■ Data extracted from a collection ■
^^^^^^^^
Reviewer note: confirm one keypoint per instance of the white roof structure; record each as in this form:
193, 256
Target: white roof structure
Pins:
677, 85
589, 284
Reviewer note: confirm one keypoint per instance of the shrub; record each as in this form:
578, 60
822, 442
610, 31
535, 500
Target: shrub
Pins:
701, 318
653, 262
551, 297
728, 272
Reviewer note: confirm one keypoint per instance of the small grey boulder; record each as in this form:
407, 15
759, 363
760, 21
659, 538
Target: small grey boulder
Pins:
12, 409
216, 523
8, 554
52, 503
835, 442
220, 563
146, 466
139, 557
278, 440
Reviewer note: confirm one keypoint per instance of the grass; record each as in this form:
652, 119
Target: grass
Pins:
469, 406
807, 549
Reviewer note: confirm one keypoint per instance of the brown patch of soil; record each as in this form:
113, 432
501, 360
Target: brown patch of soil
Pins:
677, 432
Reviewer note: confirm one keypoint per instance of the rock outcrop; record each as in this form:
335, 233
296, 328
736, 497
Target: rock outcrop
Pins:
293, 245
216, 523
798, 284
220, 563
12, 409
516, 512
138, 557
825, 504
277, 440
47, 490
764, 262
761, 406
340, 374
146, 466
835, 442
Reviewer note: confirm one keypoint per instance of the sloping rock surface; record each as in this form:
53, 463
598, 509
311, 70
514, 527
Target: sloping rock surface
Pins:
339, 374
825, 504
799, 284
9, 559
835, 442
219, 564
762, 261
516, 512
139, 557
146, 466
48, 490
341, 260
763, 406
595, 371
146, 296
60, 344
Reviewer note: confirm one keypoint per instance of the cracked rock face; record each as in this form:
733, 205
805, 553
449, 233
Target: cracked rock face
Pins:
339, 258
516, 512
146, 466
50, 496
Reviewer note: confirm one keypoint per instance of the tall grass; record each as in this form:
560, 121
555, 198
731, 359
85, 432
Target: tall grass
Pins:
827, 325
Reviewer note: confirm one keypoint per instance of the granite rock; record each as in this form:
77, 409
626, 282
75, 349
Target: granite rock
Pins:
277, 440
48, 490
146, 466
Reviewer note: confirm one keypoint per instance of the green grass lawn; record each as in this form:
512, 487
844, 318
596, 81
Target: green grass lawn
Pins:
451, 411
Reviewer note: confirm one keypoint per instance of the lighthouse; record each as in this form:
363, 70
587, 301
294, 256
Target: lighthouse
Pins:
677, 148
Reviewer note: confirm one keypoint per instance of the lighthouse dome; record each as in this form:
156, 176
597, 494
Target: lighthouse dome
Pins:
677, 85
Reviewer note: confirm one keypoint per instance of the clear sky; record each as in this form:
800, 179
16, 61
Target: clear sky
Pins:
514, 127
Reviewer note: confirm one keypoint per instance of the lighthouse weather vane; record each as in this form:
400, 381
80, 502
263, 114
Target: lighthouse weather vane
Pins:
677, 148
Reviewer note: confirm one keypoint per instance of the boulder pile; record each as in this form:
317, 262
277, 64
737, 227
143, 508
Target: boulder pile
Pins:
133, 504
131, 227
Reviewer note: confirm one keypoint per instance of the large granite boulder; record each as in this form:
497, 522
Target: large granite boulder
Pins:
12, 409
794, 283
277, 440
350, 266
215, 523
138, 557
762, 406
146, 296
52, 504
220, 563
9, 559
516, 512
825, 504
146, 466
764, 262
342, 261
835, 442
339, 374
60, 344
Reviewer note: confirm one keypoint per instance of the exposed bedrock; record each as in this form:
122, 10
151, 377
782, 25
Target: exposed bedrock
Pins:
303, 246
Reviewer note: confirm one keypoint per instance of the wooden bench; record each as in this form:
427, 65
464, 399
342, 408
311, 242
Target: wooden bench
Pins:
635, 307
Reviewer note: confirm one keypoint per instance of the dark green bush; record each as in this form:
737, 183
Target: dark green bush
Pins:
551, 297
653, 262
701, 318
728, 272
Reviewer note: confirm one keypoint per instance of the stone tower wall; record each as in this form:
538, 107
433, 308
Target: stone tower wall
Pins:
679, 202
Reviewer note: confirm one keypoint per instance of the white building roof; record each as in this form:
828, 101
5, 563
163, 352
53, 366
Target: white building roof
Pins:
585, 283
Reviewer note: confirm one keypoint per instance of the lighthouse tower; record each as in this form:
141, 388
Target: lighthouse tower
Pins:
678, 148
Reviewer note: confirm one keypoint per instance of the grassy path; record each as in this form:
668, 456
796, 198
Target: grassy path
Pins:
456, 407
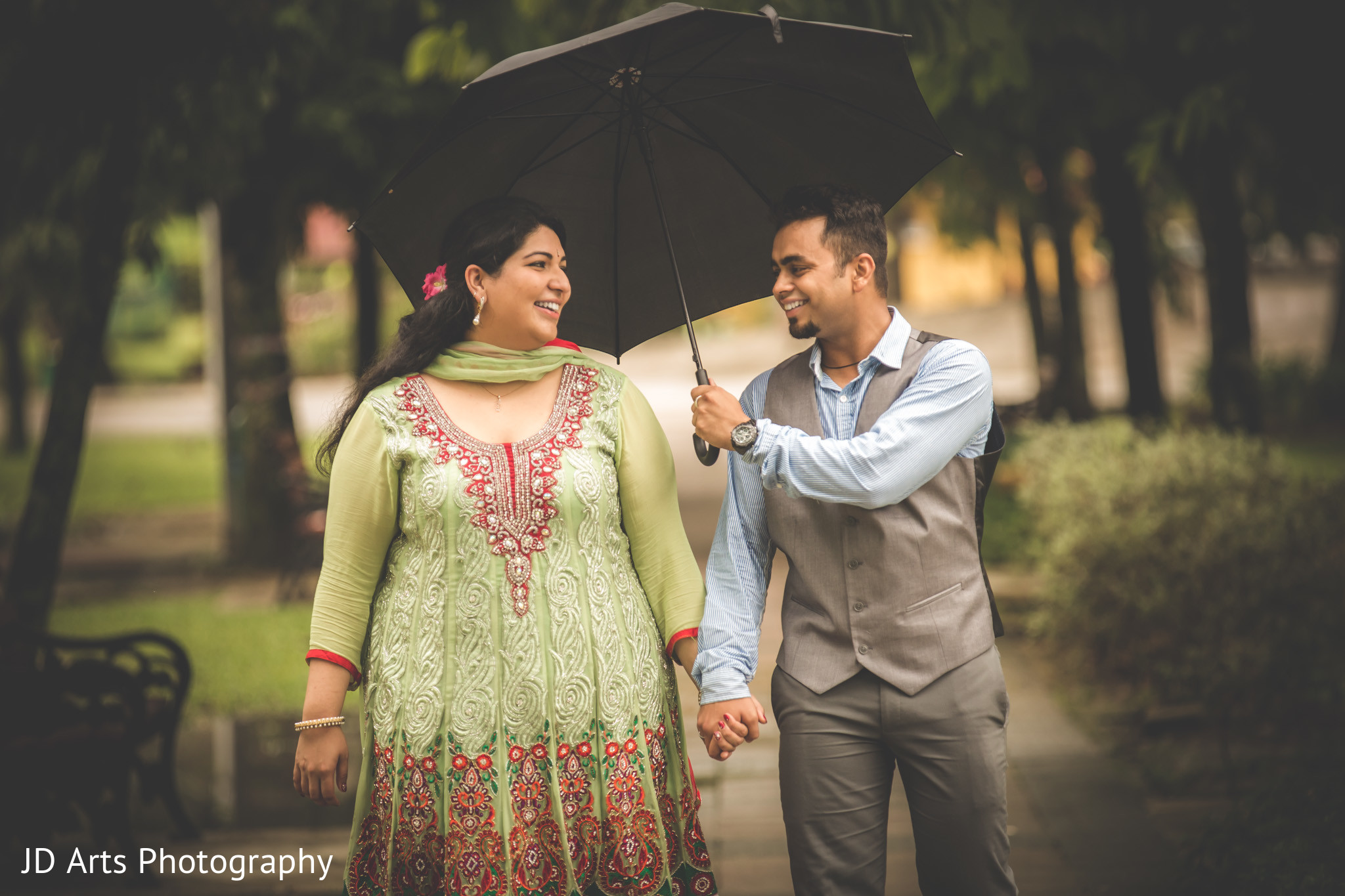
^^^^^^^^
■ Exercise goal ■
Scan the entries above for the line containing "Target: tall grass", and copy it and all lines after it exactly, down to and including the line containing "Reviewer note: confirm one keypoint per instance of the clear".

■ Solution ■
Target: tall grass
Pins:
827, 325
Reviewer note: confirm one keypoint per instance of the granite rock; record each as in this form:
77, 409
626, 282
75, 349
Target: granite rock
Pins:
277, 440
48, 490
146, 466
Reviewer note: confirm one keypoint per instance of the green grass lawn; record each as in this form:
512, 487
844, 318
596, 81
Target: green grass lawn
Pins:
451, 411
Reviewer note: confirm one keypoint per instance of the lighthouse; record each as in this form:
363, 70
587, 301
294, 256
Target: lighthouse
Pins:
677, 148
Reviewer note: confirm one keypoint per instance of the lighthouse dome; record each as in this form:
156, 176
597, 494
Target: lighthouse dome
Pins:
677, 85
Reviewer note: confirm one keypoint per instance of the clear sky; record each as in this form:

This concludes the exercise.